#### [Requirements]
Your task is to extract the lines from the one holding "of the vintage" through the end of the material. Set them down exactly and add nothing.

#### [Data for processing]
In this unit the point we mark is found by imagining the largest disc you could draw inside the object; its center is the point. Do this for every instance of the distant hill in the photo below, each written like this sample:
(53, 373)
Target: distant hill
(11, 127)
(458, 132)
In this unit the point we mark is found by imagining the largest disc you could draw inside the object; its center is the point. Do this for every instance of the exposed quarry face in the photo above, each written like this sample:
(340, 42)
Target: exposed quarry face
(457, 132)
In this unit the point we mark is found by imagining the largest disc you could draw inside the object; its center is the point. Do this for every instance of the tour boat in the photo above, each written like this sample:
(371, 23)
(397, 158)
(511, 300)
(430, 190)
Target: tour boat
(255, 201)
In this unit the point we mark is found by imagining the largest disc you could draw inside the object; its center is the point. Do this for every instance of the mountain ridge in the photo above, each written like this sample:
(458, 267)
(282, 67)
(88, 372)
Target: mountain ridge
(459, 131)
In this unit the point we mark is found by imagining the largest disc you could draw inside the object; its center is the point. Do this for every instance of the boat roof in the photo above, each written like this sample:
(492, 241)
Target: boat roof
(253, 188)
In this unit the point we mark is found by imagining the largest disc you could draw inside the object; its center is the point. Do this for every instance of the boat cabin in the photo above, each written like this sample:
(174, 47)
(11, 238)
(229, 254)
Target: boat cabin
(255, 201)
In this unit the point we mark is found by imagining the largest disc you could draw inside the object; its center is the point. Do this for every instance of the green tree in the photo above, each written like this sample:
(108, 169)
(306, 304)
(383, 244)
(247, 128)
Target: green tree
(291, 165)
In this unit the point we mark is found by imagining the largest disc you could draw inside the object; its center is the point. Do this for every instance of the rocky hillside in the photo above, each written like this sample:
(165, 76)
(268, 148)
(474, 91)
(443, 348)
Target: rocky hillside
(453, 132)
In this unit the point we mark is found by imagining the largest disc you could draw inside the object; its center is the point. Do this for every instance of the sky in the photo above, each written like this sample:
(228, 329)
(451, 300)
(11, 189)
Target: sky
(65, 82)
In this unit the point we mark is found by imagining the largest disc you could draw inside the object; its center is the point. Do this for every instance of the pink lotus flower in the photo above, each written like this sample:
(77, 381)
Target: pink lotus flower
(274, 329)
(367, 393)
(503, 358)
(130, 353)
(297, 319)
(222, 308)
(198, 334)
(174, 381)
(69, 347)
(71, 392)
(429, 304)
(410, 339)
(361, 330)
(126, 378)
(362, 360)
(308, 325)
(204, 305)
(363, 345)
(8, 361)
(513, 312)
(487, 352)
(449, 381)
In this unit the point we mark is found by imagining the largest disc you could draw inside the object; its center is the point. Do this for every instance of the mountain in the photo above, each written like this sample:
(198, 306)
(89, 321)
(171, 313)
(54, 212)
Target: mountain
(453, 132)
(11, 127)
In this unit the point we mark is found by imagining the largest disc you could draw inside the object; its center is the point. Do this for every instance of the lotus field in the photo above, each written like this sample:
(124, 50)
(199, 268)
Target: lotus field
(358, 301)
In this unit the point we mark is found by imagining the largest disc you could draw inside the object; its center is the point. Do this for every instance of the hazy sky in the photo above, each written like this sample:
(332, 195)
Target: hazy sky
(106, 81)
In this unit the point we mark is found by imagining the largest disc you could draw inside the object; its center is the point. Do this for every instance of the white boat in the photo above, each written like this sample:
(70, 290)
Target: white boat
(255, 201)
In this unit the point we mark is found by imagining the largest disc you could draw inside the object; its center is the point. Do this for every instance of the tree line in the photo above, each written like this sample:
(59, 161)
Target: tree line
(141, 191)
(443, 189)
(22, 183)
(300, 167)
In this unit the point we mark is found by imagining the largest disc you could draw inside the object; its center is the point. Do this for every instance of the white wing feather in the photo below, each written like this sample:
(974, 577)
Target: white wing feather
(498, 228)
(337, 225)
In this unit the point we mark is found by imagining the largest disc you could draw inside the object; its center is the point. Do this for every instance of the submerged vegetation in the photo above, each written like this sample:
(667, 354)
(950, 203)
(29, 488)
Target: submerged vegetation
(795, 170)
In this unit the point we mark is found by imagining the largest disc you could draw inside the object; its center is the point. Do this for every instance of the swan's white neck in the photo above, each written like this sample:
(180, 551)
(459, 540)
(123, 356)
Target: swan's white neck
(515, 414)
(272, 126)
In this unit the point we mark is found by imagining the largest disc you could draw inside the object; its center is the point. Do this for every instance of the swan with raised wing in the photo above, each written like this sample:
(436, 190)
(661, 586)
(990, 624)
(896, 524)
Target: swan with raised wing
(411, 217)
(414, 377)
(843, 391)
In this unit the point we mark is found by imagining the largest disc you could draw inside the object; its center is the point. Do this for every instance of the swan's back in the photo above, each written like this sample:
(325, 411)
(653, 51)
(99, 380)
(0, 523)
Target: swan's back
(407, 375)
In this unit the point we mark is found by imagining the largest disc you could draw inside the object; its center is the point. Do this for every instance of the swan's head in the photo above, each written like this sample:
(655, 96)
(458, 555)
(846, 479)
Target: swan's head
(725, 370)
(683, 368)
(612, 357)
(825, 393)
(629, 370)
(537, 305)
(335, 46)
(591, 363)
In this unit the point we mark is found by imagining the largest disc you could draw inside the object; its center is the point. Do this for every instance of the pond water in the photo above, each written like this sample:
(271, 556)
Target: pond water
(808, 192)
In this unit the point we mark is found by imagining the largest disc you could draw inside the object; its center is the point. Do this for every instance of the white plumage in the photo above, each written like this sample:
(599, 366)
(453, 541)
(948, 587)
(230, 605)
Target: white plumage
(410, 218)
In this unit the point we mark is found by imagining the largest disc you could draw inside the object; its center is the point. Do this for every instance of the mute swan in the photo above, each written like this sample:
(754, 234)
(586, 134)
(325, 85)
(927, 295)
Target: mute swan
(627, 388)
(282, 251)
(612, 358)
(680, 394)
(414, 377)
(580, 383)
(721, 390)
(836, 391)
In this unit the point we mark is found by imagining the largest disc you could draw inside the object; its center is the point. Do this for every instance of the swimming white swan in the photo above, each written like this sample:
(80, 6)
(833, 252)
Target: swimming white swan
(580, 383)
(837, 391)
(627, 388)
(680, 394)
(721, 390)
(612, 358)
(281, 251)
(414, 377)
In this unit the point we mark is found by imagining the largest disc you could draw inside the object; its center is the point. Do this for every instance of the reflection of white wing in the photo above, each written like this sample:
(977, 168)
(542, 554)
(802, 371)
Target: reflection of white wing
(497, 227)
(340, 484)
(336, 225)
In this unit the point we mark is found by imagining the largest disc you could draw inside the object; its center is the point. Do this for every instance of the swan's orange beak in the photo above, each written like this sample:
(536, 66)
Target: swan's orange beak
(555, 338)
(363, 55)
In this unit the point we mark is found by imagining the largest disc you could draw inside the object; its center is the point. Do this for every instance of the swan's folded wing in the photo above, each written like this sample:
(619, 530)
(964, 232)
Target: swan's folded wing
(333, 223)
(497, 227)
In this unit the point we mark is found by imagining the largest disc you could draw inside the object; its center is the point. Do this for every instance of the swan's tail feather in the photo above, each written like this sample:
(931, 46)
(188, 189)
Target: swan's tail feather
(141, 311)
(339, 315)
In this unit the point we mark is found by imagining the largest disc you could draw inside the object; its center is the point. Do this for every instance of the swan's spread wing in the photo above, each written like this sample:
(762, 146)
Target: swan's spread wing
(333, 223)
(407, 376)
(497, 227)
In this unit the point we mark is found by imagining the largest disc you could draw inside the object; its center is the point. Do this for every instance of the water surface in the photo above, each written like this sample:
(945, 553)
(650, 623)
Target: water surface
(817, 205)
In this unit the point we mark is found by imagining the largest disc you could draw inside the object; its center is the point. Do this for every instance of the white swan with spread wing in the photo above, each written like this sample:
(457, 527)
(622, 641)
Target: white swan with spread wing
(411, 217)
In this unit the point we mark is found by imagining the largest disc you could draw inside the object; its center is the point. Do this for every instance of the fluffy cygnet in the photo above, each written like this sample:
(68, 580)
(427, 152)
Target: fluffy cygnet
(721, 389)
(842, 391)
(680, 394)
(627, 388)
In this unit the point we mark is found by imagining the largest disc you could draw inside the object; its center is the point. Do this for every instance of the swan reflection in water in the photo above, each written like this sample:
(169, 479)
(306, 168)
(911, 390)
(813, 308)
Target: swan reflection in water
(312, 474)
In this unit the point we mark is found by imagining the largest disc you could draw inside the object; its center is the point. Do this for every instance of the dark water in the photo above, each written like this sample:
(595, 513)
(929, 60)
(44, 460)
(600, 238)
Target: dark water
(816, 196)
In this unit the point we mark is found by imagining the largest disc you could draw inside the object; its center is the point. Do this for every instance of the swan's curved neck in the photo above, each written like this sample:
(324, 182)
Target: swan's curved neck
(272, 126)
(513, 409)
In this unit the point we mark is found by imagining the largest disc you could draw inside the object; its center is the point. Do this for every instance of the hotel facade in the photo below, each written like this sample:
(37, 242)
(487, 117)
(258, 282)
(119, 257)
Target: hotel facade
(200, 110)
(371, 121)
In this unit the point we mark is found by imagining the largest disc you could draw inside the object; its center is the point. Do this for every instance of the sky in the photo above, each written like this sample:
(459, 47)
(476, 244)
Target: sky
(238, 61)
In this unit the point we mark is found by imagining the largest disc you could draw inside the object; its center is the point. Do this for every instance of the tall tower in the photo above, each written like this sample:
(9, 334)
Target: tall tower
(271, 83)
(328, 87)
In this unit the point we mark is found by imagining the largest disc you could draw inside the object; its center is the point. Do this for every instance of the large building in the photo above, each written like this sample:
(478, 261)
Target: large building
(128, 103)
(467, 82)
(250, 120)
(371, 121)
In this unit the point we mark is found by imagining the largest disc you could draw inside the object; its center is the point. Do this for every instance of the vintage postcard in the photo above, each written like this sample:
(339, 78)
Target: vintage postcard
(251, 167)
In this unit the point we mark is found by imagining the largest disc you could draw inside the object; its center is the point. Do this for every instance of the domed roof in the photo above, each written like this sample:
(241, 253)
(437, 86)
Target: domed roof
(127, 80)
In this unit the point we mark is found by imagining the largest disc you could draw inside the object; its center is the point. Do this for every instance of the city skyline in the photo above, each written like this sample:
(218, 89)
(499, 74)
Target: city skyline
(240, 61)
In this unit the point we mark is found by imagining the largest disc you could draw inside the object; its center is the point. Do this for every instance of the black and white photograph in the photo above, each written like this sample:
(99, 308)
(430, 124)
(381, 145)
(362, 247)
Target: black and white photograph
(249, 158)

#### [Solved problem]
In this unit the point we mark is found by imagining the largest disc you could draw inside the object; its center is the point. Do this for every instance of the vintage postcard in the photo above, each written like this sample:
(339, 78)
Target: vintage postcard
(251, 167)
In this unit the point we mark is found by imagining the largest disc you could draw inside the object; its center is the point. Do this for every instance of the domed roof in the photo above, each written like this sample:
(241, 253)
(437, 86)
Target: domed roof
(127, 80)
In this unit the point we mark is found by imagining the largest disc you could draw inside the object; its center is the point. Do this for every instance of the city skyline in the photo above, each written like this sample:
(218, 89)
(499, 74)
Target: city skyline
(240, 61)
In this unit the point we mark is found by imagining the largest disc you could draw inside the object; its center is the point. Do this for every instance of the black and white photograph in the photo above, each written like this sample:
(99, 308)
(430, 124)
(381, 145)
(362, 247)
Target: black and white photograph
(249, 158)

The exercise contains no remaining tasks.